----- RAW RECORDS

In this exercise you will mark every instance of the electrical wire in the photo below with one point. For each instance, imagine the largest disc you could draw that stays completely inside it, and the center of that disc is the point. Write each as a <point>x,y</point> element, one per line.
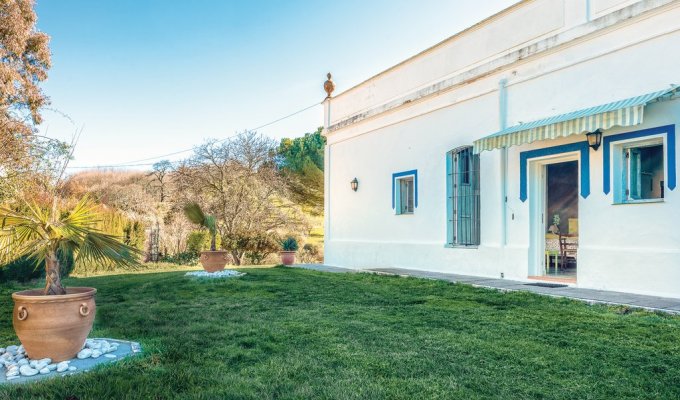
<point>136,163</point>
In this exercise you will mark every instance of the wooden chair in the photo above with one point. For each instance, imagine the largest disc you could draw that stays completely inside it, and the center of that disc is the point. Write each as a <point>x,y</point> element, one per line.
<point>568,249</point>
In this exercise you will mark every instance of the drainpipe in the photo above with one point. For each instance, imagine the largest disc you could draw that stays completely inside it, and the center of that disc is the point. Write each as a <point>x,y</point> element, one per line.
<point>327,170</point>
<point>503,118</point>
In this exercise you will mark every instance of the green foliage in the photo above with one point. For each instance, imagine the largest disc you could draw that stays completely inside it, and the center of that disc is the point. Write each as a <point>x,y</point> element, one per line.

----------
----- RAW RECORDS

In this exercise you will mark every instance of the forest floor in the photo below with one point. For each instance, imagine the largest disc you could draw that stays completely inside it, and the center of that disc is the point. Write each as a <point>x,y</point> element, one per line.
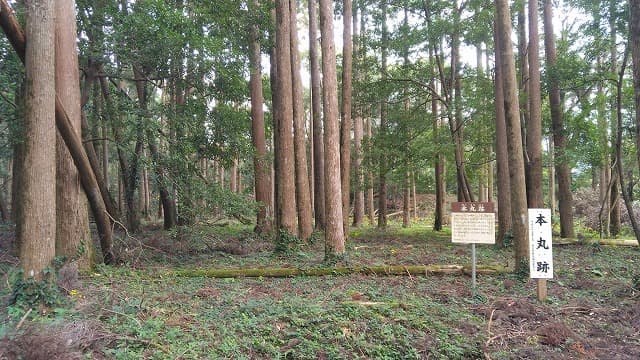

----------
----- RAW RECORDS

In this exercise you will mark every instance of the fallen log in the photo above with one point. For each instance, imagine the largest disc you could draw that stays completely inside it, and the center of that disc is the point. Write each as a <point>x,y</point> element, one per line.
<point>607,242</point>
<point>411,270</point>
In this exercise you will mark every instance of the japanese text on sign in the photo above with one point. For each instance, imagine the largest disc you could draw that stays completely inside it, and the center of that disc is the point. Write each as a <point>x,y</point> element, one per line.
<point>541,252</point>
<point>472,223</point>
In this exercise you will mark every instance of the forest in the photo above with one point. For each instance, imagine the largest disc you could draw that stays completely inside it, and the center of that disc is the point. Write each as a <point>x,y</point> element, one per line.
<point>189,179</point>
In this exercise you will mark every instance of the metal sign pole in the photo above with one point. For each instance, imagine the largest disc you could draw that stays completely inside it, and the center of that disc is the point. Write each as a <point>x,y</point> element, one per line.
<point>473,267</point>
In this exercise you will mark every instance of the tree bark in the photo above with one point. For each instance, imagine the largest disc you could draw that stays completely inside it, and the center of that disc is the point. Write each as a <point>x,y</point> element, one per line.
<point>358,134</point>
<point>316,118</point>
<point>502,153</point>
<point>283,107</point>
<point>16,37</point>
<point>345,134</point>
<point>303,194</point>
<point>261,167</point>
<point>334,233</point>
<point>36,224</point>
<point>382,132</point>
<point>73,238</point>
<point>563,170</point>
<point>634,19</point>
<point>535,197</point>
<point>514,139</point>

----------

Begin at the line of the listing that has "In this exercise you will mark every instance of the electrical" and stop after the line that has "In this exercise you will mark every instance of the green". Write those lines out again, requests included, multiplying every point coordinate in the answers by 2.05 and rounding each result to a whole number (halves up), and give nothing else, leaving the pictures out.

In this exercise you will mark every instance of the electrical wire in the photo below with one point. For each instance, imagine the largest disc you could draw that stays completely inside it, and the center of that disc is the point. Write each as a <point>x,y</point> element, one per line.
<point>279,334</point>
In this exercise you will mark every instance of the wooden chair in the photo above with one point. For each instance, imagine the largest disc you could draw that stays completely inside it, and the center of that disc is the point. Write each as a <point>x,y</point> element, one per line.
<point>1164,510</point>
In this exercise you will mark every instance of the drainpipe in the photo above with one point. For each instance, imagine the largest disc you could draw that stays completely inside it, and the center of that disc is the point. Write each as a <point>x,y</point> element, one per line.
<point>670,349</point>
<point>1031,242</point>
In this exercise you will mark every instance of the green foliage in the photo above with one point. For each instance, imagine the largest disc you could draw that stays completely inside it, and the center of that disc is the point. Write each as a <point>x,y</point> element, one per line.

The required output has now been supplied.